- REQUIRED WORK: Select every line in the records below that contains the string "glass", and copy each one out. Case counts.

── DATA TO PROCESS ──

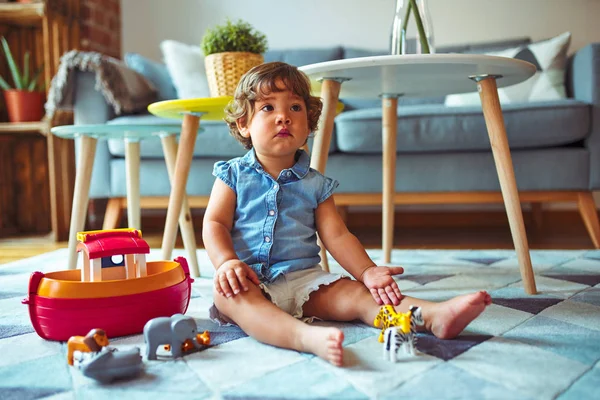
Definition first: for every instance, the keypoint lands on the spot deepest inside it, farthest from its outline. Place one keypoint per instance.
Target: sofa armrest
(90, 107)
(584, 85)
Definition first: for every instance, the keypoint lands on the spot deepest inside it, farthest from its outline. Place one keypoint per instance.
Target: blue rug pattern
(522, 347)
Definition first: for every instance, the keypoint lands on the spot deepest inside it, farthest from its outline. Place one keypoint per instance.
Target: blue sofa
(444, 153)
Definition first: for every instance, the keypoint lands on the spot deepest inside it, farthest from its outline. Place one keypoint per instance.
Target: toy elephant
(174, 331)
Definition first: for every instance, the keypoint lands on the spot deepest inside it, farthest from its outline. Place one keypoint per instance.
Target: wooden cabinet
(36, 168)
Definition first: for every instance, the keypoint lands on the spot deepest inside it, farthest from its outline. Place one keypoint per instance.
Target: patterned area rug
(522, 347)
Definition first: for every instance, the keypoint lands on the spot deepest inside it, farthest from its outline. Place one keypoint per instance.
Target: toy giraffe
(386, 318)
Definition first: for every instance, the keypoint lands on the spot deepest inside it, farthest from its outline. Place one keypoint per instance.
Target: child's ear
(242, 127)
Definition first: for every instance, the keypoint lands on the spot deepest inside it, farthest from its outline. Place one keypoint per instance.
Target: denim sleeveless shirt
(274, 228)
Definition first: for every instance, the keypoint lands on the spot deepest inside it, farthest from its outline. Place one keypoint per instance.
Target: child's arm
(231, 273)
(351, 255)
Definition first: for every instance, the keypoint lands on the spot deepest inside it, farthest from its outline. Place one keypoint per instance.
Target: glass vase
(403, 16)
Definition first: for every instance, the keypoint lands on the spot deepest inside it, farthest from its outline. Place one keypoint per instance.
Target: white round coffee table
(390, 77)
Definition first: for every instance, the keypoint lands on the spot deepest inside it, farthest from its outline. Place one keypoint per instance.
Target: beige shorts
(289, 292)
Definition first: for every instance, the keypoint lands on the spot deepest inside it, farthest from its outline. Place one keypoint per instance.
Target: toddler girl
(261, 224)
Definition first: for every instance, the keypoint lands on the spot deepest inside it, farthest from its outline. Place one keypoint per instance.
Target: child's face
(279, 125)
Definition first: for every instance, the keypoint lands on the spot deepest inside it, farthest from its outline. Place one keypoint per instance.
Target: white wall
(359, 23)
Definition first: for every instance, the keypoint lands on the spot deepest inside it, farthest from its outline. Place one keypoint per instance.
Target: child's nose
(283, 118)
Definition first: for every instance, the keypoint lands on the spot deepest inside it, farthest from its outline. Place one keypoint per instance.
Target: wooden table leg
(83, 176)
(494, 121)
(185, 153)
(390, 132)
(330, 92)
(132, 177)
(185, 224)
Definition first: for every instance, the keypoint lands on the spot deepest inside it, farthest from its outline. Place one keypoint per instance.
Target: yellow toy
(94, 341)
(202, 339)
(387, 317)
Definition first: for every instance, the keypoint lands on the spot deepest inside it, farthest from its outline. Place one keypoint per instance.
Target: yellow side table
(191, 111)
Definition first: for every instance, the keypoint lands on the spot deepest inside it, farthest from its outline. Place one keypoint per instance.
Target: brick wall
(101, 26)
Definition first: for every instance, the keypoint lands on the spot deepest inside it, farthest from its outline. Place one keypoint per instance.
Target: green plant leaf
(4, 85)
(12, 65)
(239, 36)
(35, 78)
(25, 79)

───
── DATA TO PROCESS ──

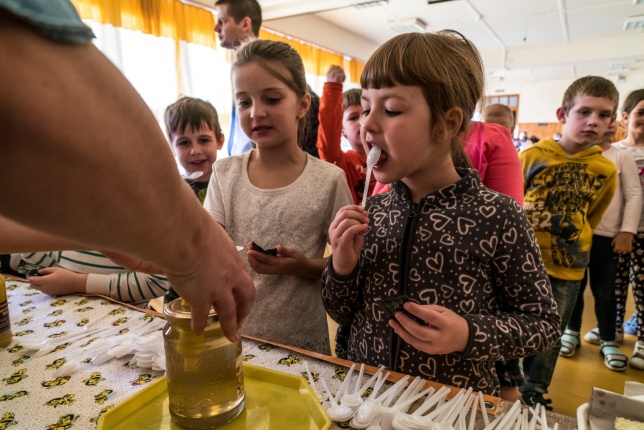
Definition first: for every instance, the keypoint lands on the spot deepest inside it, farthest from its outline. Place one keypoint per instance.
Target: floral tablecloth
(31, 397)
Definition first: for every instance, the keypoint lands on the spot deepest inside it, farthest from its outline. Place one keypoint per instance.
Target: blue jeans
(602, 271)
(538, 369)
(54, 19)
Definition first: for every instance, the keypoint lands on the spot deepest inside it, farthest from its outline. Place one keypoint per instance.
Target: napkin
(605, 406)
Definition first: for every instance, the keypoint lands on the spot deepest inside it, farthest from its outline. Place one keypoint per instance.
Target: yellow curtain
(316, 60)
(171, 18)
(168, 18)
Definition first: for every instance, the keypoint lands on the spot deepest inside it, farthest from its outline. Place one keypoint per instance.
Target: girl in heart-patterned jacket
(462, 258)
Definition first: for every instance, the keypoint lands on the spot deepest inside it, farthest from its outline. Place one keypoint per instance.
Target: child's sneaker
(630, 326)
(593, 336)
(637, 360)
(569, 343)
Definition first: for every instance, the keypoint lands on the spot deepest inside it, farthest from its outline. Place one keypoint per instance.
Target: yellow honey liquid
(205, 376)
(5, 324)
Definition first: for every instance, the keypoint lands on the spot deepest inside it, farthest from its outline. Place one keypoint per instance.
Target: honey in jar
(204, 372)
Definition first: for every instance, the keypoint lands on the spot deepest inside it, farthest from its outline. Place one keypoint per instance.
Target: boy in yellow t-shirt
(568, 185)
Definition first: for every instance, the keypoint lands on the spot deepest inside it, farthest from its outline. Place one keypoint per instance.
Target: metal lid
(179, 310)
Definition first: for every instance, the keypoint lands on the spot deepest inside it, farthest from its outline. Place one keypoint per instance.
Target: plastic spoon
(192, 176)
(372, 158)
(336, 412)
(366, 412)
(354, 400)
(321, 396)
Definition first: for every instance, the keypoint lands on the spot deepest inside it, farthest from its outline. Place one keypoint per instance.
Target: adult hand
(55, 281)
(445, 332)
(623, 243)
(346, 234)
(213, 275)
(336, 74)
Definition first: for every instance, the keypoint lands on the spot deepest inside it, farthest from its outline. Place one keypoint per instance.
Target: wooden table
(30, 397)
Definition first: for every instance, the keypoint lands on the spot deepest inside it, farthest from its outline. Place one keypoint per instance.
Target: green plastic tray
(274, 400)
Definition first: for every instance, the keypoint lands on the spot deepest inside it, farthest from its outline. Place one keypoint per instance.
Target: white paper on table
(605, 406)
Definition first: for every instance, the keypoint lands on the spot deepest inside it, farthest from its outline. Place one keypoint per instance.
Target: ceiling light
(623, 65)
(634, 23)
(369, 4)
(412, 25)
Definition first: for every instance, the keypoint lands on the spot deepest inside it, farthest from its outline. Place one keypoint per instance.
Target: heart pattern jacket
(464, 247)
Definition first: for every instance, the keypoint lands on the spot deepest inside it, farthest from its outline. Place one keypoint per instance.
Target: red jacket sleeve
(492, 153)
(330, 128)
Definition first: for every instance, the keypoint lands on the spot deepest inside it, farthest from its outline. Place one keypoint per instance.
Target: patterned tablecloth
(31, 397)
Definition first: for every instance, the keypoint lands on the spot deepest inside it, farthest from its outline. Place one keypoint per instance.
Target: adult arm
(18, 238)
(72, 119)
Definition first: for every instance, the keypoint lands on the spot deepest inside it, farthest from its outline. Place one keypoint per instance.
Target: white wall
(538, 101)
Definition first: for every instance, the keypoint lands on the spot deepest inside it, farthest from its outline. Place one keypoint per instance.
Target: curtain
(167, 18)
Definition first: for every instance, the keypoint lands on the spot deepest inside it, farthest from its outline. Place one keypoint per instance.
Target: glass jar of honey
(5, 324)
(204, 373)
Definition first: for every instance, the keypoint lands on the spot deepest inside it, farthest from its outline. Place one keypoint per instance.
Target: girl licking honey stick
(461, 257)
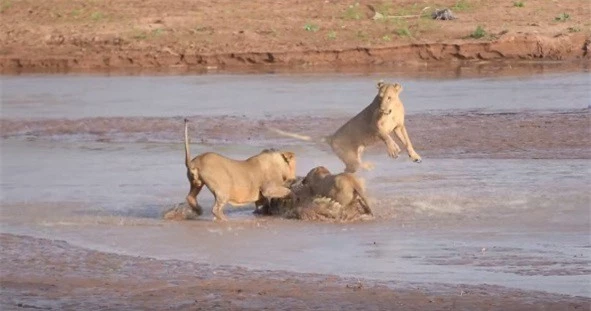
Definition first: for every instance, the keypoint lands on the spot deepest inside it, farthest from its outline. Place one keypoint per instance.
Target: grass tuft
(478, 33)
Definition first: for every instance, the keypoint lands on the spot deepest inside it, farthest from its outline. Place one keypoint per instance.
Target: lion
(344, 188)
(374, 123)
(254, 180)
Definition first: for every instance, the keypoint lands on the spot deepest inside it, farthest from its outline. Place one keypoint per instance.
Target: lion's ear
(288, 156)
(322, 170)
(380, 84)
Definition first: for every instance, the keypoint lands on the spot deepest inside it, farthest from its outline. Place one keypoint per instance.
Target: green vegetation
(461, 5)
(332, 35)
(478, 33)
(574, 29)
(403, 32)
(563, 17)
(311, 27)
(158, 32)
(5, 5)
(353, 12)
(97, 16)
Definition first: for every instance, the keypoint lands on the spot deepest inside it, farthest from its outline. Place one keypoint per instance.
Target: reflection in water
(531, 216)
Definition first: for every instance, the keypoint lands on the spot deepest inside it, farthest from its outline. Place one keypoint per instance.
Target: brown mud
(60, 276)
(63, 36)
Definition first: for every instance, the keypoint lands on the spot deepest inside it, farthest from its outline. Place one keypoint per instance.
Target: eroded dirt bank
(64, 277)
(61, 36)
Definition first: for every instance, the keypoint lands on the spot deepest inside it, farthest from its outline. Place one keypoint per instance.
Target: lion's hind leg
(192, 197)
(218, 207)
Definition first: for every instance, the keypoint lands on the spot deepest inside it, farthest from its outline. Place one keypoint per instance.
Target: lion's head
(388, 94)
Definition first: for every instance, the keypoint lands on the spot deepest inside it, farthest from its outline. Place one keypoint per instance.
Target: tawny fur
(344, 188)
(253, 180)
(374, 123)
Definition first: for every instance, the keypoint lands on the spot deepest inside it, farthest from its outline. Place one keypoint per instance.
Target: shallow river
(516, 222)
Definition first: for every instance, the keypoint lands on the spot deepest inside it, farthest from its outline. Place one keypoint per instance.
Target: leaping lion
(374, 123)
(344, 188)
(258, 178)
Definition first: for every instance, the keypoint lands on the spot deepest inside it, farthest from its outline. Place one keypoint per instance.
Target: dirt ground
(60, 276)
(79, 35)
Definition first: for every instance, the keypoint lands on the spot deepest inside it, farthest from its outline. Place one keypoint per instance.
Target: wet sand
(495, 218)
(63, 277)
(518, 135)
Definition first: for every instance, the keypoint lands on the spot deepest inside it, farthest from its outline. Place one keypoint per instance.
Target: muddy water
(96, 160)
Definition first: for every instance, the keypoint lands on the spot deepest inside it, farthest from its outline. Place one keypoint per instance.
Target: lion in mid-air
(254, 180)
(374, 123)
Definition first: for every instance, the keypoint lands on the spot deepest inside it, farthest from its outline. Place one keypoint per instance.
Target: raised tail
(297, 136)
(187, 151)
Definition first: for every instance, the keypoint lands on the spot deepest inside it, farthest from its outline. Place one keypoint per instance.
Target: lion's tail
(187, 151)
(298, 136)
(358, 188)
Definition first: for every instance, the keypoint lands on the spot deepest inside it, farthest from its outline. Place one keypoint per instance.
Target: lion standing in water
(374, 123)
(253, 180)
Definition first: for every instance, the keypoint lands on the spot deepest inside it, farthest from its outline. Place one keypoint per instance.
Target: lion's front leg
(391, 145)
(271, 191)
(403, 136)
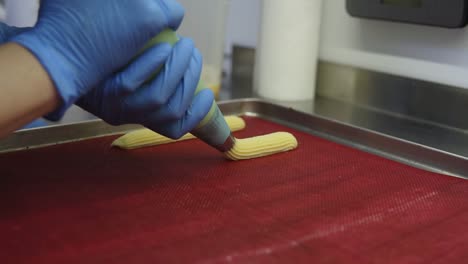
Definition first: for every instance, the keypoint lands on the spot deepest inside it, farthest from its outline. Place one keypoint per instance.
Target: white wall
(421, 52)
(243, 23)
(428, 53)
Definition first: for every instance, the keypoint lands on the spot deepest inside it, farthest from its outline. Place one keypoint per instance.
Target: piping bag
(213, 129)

───
── DATA TO PROCESS ──

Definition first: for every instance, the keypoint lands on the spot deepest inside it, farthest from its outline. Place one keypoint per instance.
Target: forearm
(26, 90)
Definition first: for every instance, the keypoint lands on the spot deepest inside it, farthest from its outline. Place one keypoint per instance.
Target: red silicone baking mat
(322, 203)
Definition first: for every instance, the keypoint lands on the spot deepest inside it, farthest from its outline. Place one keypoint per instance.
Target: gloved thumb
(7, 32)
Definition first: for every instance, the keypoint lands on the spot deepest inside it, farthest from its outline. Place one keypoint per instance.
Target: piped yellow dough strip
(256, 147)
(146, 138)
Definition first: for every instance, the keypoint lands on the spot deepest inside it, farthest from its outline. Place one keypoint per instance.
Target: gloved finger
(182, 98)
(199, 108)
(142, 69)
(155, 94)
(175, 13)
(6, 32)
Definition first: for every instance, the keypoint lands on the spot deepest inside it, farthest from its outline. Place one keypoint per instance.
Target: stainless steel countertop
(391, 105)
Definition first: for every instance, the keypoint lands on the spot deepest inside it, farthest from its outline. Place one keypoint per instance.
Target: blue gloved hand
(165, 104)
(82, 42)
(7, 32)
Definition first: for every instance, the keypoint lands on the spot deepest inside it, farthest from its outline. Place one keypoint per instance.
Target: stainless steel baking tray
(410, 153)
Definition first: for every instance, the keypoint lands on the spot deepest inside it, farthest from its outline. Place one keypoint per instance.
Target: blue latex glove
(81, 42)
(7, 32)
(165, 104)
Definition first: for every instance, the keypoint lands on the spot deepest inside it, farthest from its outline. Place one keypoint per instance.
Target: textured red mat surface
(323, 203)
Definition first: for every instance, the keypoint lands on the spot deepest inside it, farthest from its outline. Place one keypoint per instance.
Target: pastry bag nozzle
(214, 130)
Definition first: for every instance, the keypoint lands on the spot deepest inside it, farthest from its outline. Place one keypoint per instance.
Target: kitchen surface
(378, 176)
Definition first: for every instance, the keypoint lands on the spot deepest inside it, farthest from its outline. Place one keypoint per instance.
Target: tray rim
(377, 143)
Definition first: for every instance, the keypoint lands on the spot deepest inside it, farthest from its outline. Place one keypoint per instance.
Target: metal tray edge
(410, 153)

───

- WORKED SOLUTION:
Target: glass vase
Target: glass jar of honey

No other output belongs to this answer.